=== Begin Enclosure ===
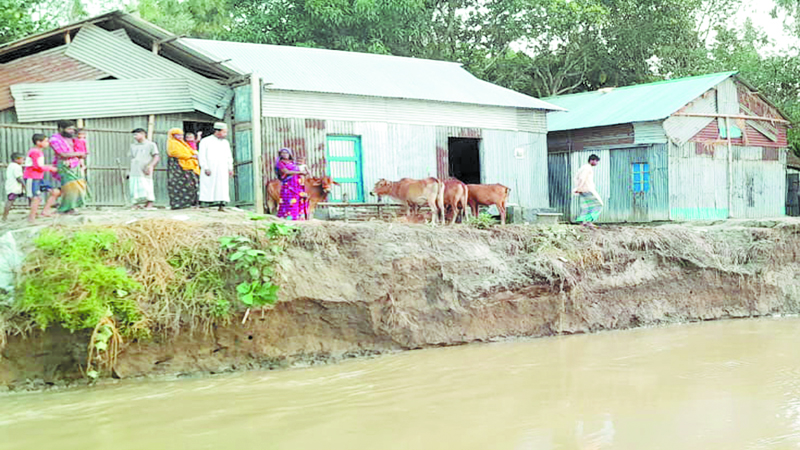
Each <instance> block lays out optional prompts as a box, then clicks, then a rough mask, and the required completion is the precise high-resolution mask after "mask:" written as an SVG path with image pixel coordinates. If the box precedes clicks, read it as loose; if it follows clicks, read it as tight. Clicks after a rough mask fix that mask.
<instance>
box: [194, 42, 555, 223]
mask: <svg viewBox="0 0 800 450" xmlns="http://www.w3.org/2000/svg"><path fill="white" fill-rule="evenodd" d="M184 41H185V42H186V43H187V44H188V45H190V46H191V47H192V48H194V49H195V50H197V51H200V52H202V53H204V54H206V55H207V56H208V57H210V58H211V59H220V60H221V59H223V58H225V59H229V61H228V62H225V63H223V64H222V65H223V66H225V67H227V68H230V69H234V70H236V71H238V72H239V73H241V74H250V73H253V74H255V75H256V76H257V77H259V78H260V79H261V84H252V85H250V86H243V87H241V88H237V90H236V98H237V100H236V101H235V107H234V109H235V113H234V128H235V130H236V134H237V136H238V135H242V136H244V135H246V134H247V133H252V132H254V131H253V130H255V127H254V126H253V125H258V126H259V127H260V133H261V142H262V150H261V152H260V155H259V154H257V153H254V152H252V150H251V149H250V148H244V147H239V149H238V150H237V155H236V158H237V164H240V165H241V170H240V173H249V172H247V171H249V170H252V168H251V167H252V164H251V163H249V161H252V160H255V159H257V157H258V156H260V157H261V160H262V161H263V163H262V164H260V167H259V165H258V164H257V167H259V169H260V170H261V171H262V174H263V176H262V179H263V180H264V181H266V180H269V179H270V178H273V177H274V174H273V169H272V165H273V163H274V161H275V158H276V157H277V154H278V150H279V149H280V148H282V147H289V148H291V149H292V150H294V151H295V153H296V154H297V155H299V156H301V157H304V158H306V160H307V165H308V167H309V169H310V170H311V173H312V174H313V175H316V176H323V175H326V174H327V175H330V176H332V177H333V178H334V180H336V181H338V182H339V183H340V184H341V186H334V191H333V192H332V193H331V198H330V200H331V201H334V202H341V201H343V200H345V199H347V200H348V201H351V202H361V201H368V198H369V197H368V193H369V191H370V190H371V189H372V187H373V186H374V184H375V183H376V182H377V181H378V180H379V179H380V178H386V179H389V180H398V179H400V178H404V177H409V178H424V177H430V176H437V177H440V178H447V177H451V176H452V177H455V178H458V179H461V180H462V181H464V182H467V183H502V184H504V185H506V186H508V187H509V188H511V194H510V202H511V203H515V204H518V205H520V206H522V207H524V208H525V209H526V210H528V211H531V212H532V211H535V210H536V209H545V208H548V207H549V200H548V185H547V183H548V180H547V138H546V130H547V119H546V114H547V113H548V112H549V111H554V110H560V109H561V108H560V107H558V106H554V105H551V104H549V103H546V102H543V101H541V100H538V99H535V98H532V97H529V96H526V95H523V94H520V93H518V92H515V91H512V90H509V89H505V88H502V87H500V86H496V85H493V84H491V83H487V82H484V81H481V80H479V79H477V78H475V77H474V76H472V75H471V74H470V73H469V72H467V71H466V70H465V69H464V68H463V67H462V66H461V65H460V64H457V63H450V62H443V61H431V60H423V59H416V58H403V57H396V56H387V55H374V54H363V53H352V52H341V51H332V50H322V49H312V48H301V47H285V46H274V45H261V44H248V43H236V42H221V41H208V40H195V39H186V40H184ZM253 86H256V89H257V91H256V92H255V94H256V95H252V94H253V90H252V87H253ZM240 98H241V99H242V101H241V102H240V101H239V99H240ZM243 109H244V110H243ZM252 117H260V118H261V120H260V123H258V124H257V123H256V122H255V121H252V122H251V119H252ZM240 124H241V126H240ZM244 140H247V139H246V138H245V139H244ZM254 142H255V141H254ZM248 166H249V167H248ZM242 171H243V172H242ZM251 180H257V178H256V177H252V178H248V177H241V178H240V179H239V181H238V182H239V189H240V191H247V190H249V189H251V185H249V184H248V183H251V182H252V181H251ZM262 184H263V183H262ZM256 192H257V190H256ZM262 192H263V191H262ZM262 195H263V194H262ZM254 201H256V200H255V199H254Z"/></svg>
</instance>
=== End Enclosure ===
=== Begin Enclosure ===
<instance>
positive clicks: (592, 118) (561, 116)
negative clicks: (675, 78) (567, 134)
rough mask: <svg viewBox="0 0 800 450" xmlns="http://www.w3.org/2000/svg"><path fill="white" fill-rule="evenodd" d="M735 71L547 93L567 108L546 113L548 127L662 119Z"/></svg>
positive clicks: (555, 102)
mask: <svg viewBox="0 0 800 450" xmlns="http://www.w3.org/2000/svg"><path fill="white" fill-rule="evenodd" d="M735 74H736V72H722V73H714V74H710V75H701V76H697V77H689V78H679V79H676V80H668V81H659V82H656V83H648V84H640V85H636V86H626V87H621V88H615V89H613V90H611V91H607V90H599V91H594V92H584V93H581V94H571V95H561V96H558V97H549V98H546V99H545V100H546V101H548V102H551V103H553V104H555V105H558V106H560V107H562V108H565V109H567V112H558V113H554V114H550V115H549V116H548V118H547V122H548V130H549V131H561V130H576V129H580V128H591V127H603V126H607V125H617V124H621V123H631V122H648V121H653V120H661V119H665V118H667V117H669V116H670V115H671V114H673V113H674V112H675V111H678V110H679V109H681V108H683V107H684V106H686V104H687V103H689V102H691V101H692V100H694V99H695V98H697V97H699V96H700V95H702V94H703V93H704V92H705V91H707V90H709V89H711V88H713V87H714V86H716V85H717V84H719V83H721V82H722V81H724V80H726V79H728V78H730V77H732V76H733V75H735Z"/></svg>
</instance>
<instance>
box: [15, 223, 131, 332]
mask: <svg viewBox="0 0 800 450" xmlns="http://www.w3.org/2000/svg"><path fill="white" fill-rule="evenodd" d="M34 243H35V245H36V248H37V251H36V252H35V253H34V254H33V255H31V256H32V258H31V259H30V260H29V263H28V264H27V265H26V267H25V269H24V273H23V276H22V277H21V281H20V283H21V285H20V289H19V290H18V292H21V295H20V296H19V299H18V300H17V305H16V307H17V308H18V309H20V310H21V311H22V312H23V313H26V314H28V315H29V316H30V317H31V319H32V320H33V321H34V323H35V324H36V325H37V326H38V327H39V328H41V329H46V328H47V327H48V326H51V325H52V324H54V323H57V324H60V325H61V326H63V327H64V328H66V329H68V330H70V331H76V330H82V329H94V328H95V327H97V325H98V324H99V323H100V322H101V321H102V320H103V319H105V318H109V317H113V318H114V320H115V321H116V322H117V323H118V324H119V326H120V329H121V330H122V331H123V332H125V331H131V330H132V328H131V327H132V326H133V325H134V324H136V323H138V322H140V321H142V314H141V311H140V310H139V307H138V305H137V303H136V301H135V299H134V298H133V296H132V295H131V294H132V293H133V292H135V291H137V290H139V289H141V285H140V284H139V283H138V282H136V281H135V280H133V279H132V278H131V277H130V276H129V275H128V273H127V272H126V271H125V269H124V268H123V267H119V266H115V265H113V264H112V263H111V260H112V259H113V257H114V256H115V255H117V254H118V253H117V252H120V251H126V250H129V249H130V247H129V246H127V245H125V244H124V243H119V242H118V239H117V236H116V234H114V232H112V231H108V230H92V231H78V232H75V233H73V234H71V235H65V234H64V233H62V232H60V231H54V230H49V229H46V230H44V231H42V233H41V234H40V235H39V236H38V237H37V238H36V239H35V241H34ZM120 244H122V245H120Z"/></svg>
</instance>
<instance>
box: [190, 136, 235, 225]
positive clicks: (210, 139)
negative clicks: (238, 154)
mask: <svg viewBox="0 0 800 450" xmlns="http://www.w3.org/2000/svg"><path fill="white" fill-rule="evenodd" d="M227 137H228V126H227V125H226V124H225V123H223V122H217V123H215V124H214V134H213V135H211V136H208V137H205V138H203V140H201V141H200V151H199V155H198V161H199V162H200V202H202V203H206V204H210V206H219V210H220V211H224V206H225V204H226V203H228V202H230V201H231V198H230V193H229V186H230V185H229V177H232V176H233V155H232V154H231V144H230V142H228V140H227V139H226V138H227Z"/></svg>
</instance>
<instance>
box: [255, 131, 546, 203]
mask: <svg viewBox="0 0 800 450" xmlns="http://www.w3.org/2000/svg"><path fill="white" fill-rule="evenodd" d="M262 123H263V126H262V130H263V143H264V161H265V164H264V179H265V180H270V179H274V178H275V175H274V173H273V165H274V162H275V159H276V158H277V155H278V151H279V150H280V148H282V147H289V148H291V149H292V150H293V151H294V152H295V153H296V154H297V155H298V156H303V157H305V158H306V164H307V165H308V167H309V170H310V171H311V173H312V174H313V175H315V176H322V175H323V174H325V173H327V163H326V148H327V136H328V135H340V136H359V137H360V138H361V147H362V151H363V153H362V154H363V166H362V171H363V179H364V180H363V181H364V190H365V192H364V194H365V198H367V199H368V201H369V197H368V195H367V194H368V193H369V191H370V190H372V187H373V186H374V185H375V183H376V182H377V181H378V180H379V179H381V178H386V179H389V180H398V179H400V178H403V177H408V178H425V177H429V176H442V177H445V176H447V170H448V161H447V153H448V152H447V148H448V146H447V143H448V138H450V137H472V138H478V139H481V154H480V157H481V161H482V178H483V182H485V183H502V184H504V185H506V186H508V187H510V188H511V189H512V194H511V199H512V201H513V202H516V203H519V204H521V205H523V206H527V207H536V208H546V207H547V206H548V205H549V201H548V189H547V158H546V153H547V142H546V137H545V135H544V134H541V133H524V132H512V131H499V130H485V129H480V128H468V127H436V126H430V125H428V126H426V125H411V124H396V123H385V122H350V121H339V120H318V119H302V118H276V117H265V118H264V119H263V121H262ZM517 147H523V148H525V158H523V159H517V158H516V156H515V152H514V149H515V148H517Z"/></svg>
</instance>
=== End Enclosure ===
=== Begin Enclosure ===
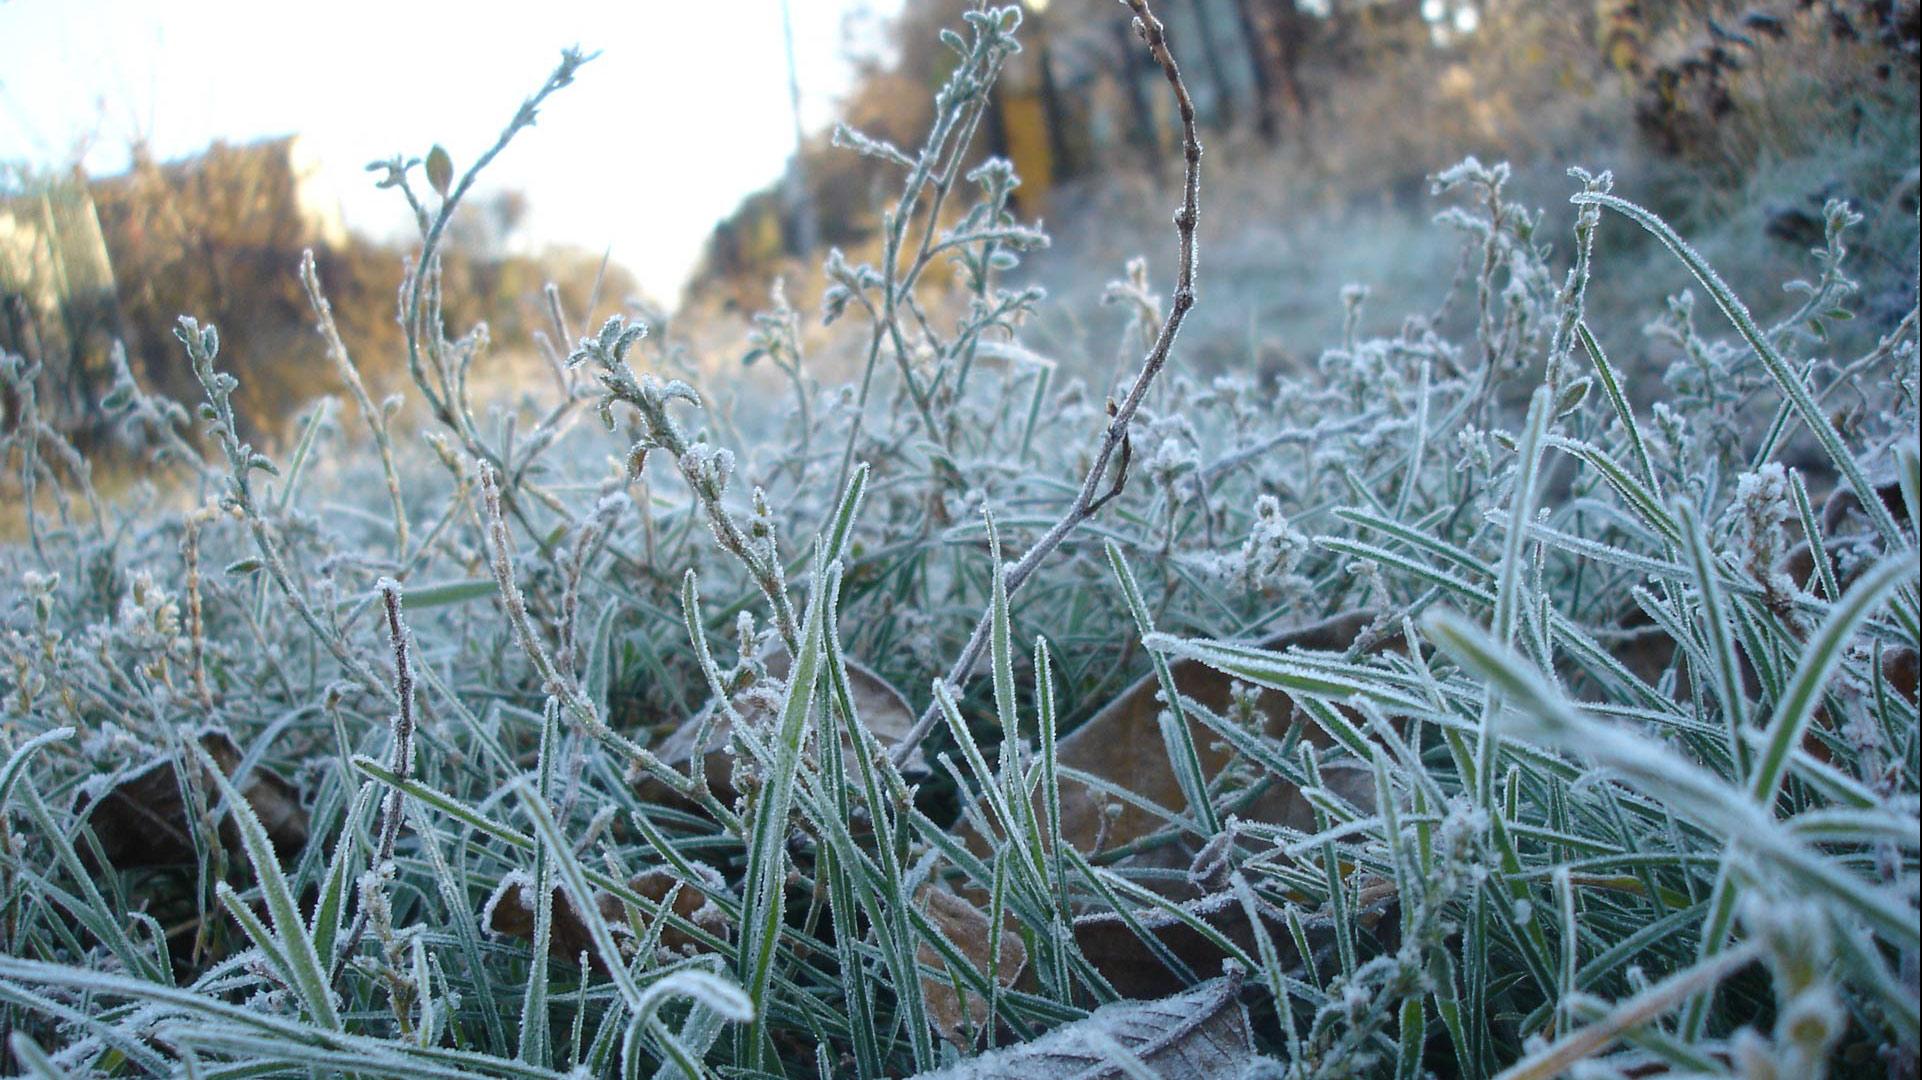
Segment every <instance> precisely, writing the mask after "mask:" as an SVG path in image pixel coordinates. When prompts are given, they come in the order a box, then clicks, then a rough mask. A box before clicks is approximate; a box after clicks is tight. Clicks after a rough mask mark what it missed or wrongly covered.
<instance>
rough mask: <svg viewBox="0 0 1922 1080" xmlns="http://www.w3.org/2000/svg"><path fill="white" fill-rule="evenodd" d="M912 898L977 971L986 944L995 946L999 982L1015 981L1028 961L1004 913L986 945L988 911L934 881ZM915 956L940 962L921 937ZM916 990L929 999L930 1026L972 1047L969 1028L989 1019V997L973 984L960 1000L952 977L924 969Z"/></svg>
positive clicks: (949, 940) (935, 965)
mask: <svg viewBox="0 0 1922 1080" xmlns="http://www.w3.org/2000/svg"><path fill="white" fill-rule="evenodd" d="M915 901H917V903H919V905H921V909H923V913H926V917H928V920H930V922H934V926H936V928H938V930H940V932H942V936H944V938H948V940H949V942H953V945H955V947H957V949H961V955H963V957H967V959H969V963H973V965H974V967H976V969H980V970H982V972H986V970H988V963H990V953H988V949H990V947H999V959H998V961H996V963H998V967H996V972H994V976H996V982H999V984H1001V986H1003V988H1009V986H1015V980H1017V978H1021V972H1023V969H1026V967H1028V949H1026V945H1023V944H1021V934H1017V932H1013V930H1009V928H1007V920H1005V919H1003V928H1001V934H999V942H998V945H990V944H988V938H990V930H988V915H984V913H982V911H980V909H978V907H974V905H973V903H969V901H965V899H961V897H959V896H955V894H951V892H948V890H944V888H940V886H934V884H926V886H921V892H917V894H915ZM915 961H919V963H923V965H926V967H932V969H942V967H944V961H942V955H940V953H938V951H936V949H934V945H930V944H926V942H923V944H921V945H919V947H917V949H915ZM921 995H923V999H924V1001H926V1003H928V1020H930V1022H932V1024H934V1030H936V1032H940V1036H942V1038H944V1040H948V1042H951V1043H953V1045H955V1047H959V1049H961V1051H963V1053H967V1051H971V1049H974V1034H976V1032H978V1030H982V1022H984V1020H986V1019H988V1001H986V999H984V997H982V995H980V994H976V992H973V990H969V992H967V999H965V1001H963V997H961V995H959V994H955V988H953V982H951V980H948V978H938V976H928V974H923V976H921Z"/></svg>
=== End Enclosure ===
| Work item |
The lines to return are those in the records above that hold the word "prompts".

| Answer area |
Each <instance> block lays out optional prompts as a box, then clicks, then a rough mask, and the required completion is the precise high-resolution mask after "mask:" written as an SVG path with image pixel coordinates. If the box precedes clicks, read it as loose; if it follows clicks, read it as tight. Clicks after a rough mask fix that mask.
Segment every <instance> precisely, writing the mask after "mask:" as an SVG path in image pixel coordinates. When prompts are given, they come in the order a box, then clicks, then a rough mask. A box before clicks is approximate; a box after clicks is tight. Clicks after a rough mask mark what it missed or wrongly covered.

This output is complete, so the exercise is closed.